### TASK TO COMPLETE
Except for images, print the whole listing verbatim.

### RECORDS SHOWN
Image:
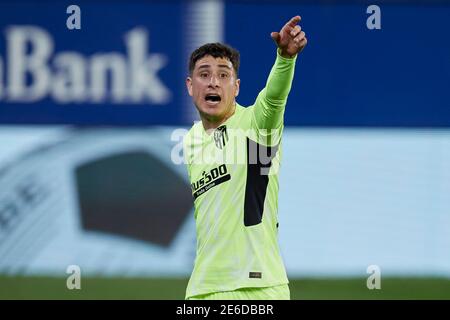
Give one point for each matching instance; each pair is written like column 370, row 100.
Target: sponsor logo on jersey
column 221, row 136
column 210, row 179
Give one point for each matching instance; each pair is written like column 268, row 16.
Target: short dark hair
column 216, row 50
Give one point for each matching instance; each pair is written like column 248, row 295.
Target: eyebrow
column 204, row 66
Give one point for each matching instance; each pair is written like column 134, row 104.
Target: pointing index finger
column 293, row 22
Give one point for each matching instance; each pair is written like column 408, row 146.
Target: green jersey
column 234, row 178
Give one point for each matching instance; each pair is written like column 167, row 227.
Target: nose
column 214, row 82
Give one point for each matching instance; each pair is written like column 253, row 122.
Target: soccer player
column 236, row 202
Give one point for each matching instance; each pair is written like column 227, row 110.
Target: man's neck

### ANSWER SECTION
Image:
Give one point for each matching instance; each pair is written like column 370, row 100.
Target: sponsor logo on jersey
column 221, row 136
column 210, row 179
Give one point for each matching instance; each pair is written like column 268, row 16.
Target: short dark hair
column 216, row 50
Give one point for each matching instance; each pair is written like column 248, row 295.
Target: eyebrow
column 204, row 66
Give one point for each matching instance; each pair is written like column 134, row 104.
Target: pointing index finger
column 293, row 22
Give one point for each matching instance; each pair is written like column 408, row 146.
Target: green jersey
column 234, row 178
Give one point for each matching instance; each pair is written like column 167, row 227.
Target: nose
column 214, row 82
Give one point for each matching instance; each pair is written like column 253, row 122.
Target: soccer player
column 236, row 202
Give one point for each matching instance; each pair is written like column 227, row 110.
Target: man's neck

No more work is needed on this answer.